◆ REQUEST
Repeat the records exactly. Every line must match.

[A run of records]
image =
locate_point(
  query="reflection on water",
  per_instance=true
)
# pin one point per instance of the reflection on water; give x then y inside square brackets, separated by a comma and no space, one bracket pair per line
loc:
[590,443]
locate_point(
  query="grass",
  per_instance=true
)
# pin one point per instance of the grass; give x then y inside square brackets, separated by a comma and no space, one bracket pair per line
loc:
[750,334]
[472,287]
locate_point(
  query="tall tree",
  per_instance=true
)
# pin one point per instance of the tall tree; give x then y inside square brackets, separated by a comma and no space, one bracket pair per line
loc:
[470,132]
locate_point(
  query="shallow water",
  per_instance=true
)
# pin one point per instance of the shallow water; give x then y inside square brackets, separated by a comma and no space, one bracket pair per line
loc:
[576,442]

◆ TASK RESPONSE
image =
locate_point(
  query="reflection on water",
  per_instance=true
)
# pin one point per instance of the reflection on water; give x then y inside square brackets, separated by a comma and no space, one bracket pair per line
loc:
[590,443]
locate_point(
  query="grass",
  per_instance=true
)
# pin one point per instance of the grass; give x then y inside square brackets, separated by a comma and no space, one bracket pair per line
loc:
[750,334]
[472,287]
locate_point(
  query="tall tree",
  per_instance=true
)
# pin one point per instance of the tall tree; give x then y inside square brackets, separated by a comma and no space, one bracket pair per line
loc:
[470,132]
locate_point(
  query="shallow water",
  per_instance=true
)
# pin one point per instance of the shallow water; give x then y inside square brackets, separated by a comma and no space, one bracket pair per line
loc:
[576,442]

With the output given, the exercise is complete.